## EXCERPT TO READ
⁂

By Piercamillo Falasca

In March 2023, China made history by completing its first-ever purchase of liquefied natural gas from the United Arab Emirates using the yuan, on the Shanghai Petroleum and Natural Gas Exchange. This transaction sparked speculation that the hydrocarbon-exporting states of the Gulf Cooperation Council were moving towards de-dollarising oil and gas sales. While Iran has long sought to de-dollarise energy transactions to bypass US financial sanctions, the GCC states, which have historically supported the dollar-based international system, are now considering alternatives due to concerns over the US’s use of export controls, financial sanctions, and oil price caps against Russia.

The GCC states, having strategic partnerships with the US since the 1970s, are alarmed by the dangerous precedents set by the US and its recourse to such measures. As a result, they are taking steps to reduce their reliance on the US dollar and exploring alternative arrangements with regional trading partners like China and India. However, it is unlikely that the Gulf states will completely abandon the dollar, as they recognise the absence of a credible alternative. Rather, they seek to limit their dependence on the US and its currency by expanding their options.

It is crucial to note that the GCC states are not the primary drivers of the move away from the dollar. Instead, countries heavily sanctioned by the US, such as Russia and Iran, lead the way. The GCC states, known for their compliance with global economic systems and preference for stability, are not interested in contributing to upheaval. Therefore, if a transition away from the dollar occurs, they should be considered secondary or tertiary actors rather than leaders. according to Dr. Omar Al-Ubaydli, President of the Bahrain Economists Society. However, the GCC states are pragmatically responding to de-dollarization and if a new system is emerging, it makes sense for the GCC to engage with it as a matter of economic prudence. Saudi Arabia’s Minister of Finance, Mohammed al-Jadaan, has already expressed an openness to improving trade by using non-dollar currencies, and there have been discussions about potentially selling oil to China in yuan. While some analysts believe these statements were meant to exert leverage over the US, they highlight a growing trend towards de-dollarisation in the region.

The gradual decline of the US dollar, while not at all implying collapse, is a noteworthy development. Over the past 25 years, the dollar’s market share has decreased from more than 70% to less than 60%. In terms of global reserves, the share held in US dollars has declined from 73% 2001 to 58% at present.

⁂

## PROBLEMS TO WORK ON
1. In the text on the Gulf states and de-dollarization, on which exchange did China complete its first yuan purchase of liquefied natural gas from the United Arab Emirates?
2. Resume the text on the Gulf states and de-dollarization, starting right after its final sentence.

⁂

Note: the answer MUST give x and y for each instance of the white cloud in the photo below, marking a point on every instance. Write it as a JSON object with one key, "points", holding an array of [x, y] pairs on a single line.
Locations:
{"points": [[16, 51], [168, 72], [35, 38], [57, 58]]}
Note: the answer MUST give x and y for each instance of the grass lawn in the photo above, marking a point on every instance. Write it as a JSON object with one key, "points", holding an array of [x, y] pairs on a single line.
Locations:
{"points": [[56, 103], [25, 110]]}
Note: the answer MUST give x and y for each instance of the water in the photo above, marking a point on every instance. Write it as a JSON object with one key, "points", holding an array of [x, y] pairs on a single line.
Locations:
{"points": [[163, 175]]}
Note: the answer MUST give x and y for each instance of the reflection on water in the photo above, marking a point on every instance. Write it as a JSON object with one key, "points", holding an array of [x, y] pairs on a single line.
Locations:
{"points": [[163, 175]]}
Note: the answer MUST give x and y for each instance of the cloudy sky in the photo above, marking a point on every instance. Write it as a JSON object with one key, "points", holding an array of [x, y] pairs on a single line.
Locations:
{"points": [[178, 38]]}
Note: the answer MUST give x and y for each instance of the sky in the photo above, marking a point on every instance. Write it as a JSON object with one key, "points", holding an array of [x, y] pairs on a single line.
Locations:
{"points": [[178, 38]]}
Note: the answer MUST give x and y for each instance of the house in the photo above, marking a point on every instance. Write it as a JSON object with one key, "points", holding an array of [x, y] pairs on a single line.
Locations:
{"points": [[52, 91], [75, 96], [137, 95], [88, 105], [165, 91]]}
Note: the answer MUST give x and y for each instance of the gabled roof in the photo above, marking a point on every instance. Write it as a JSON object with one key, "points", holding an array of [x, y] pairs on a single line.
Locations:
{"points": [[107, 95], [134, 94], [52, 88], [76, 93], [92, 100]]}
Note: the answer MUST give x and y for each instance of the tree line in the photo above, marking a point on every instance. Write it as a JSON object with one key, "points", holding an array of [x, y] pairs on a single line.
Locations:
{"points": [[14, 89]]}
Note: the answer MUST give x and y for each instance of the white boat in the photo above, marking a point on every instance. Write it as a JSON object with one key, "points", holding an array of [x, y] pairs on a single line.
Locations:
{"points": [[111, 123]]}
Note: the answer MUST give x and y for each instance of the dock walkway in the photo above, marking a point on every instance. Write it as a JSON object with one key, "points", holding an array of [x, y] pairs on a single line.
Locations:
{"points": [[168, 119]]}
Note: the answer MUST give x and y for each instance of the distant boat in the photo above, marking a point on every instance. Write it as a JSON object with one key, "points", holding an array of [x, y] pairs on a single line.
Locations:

⁂

## EXPECTED OUTPUTS
1. The Shanghai Petroleum and Natural Gas Exchange.

2.
In today’s interconnected global economy, the dominance of the US dollar and unilateral decisions made by certain countries have far-reaching implications. Dependence on the US Federal Reserve’s policies and the need to align with US monetary policy often pose challenges to other countries’ economies. The GCC states’ exploration of de-dollarisation reflects a growing desire for economic independence and increased stability.

Given these factors, it may be time for the GCC countries to consider establishing a common currency. By inviting countries like Egypt and Jordan to join, they could reduce dependency, enhance economic stability, and strengthen regional integration. This move would also consolidate Saudi Arabia’s and the UAE’s positions as global leaders, given their robust economic, social, and political foundations. The euro in Europe serves as a successful example of breaking free from the dollar’s dominance, offering greater autonomy and domestic control over economic factors within the eurozone. It is a lesson that may be imparted on the GCC.

Notes:

  1. The new project involves the creation of a tourist attraction that will be completed in 2030. It will be able to set up 50 hotels with 8000 rooms, sports and entertainment facilities. Moreover, the real innovation will be that the entire transport system, including the airport, will be powered by renewable energy.
  2. NEOM is a 170 km long city project that also includes an industrial zone, railway lines, ultra-luxury districts and a ski resort in the desert. The aim is to built a skyscraper far from the eyes of everyone, with mirror walls 500 m high. It will be one of several mega works designed to showcase Saudi Arabia’s role as a financial power to the world’s elites.